Tuesday, December 6, 2011

Governor nips Bratya claim

The governor on Monday denied having received from higher education minister Bratya Basu any inquiry report holding the vice-chancellor of the West Bengal University of Technology guilty of various offences.

Basu had on November 23 said he had forwarded four such reports to governor M.K. Narayanan and pleaded for the dismissal of Sabyasachi Sengupta, the vice-chancellor of the Salt Lake university.

“I have not received any report from the minister. Nor did he tell me anything in this regard,” Narayanan, the chancellor of all state universities, said on the sidelines of a Calcutta University programme.

Asked about the governor’s statement later in the day, Basu said: “It is true that I have not submitted any formal report to the chancellor. But I had informally sent four reports to him before our meeting on November 28.”

Basu had claimed that the inquiry reports held Sengupta guilty of financial irregularities, favouritism in granting affiliation to private colleges and other offences. He also said he had recommended “immediate dismissal” of Sengupta in accordance with the new ordinance governing state universities. The ordinance empowers the governor to sack a vice-chancellor found guilty of financial impropriety and certain other offences.

Basu went to meet the governor on November 28 apparently to discuss the issue.

On stepping out of Raj Bhavan, he said: “We discussed all the four reports at length. The governor will take actions accordingly.”

# [Records provided]
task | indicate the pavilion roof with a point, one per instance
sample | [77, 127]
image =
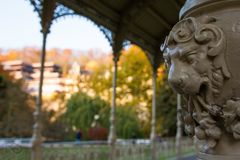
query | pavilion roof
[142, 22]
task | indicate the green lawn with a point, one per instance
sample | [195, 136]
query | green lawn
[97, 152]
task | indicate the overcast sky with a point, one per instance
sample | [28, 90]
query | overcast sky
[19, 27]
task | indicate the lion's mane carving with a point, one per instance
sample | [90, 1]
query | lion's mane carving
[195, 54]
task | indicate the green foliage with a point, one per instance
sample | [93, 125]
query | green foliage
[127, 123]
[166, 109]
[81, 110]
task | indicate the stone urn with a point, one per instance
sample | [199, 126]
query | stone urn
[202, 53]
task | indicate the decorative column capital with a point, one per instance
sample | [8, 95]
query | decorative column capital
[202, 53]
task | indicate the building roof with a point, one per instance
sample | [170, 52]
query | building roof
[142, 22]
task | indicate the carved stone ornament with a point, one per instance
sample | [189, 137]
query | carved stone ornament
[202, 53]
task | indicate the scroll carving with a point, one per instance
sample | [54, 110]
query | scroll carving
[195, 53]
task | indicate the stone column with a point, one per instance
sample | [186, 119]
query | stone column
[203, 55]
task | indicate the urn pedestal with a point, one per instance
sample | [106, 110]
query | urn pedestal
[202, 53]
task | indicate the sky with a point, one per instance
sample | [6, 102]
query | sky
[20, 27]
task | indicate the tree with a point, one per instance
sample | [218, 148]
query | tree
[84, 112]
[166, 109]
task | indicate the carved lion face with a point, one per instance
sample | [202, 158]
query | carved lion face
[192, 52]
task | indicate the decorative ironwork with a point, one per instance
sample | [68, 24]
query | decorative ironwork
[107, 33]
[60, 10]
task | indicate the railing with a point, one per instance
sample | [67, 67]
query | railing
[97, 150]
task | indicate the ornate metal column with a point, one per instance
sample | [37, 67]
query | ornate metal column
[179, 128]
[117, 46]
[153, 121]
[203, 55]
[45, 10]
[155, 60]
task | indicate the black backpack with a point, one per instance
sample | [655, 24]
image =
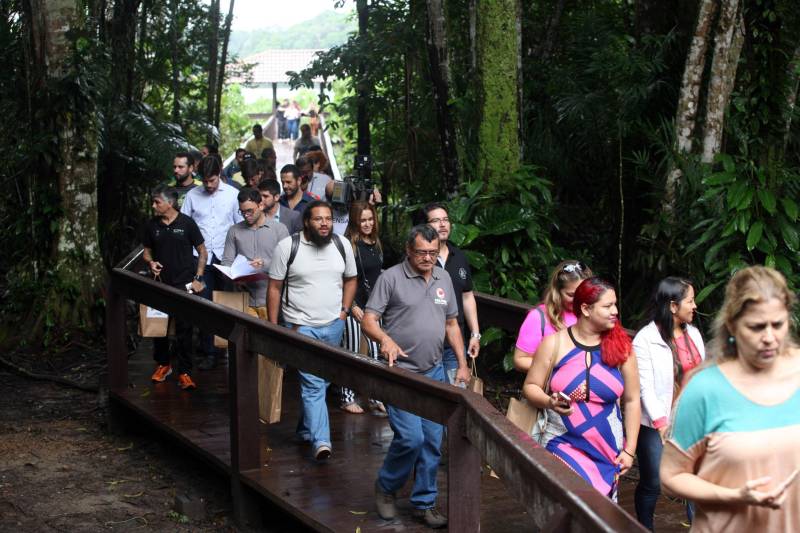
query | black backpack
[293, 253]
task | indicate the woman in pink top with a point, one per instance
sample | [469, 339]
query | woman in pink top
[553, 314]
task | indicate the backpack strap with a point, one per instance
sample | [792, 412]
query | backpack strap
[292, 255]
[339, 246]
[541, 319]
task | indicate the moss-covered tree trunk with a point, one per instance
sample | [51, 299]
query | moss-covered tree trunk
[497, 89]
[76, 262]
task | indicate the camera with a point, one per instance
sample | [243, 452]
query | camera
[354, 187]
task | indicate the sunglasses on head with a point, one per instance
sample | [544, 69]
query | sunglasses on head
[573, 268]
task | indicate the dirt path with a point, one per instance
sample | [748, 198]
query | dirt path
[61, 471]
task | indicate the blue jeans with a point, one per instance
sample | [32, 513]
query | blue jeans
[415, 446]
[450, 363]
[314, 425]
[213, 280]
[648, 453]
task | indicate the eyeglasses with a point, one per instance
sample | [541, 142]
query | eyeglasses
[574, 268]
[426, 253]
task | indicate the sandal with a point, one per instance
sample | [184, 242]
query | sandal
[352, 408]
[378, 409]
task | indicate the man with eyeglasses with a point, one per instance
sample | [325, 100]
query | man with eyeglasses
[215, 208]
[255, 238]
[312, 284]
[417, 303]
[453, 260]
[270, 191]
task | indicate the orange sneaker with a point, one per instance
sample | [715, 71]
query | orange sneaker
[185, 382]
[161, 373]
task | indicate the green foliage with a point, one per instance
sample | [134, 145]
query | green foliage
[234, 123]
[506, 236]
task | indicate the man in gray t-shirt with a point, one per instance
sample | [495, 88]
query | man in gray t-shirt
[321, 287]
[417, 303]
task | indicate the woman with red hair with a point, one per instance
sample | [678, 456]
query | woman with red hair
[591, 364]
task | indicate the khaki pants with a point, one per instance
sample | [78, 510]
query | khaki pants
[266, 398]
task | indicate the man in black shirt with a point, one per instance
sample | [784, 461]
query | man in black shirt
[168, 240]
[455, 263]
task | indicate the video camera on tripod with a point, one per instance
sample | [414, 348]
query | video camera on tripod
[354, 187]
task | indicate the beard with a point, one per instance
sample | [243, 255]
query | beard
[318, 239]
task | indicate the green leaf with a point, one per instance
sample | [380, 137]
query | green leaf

# [Exercise instructions]
#1 Why did Basu say his call for Sengupta's "immediate dismissal" was in line with the new ordinance governing state universities? Answer from the news report in one to three sentences.
#2 Using the news report, answer these:
(a) On what date did Basu say he had forwarded four reports to the governor?
(b) Where was Narayanan when he said he had received no report from the minister?
(c) Which university does Sabyasachi Sengupta head as vice-chancellor?
#3 Output the passage of the news report between "The governor on Monday" and "Salt Lake university.", inclusive.
Rely only on the news report to answer.

# [Results of the tasks]
#1 The ordinance empowers the governor to sack a vice-chancellor found guilty of financial impropriety and certain other offences. Basu had claimed the inquiry reports held Sengupta guilty of financial irregularities, favouritism in granting affiliation to private colleges and other offences.

#2
(a) November 23
(b) On the sidelines of a Calcutta University programme
(c) The West Bengal University of Technology, in Salt Lake

#3
The governor on Monday denied having received from higher education minister Bratya Basu any inquiry report holding the vice-chancellor of the West Bengal University of Technology guilty of various offences.

Basu had on November 23 said he had forwarded four such reports to governor M.K. Narayanan and pleaded for the dismissal of Sabyasachi Sengupta, the vice-chancellor of the Salt Lake university.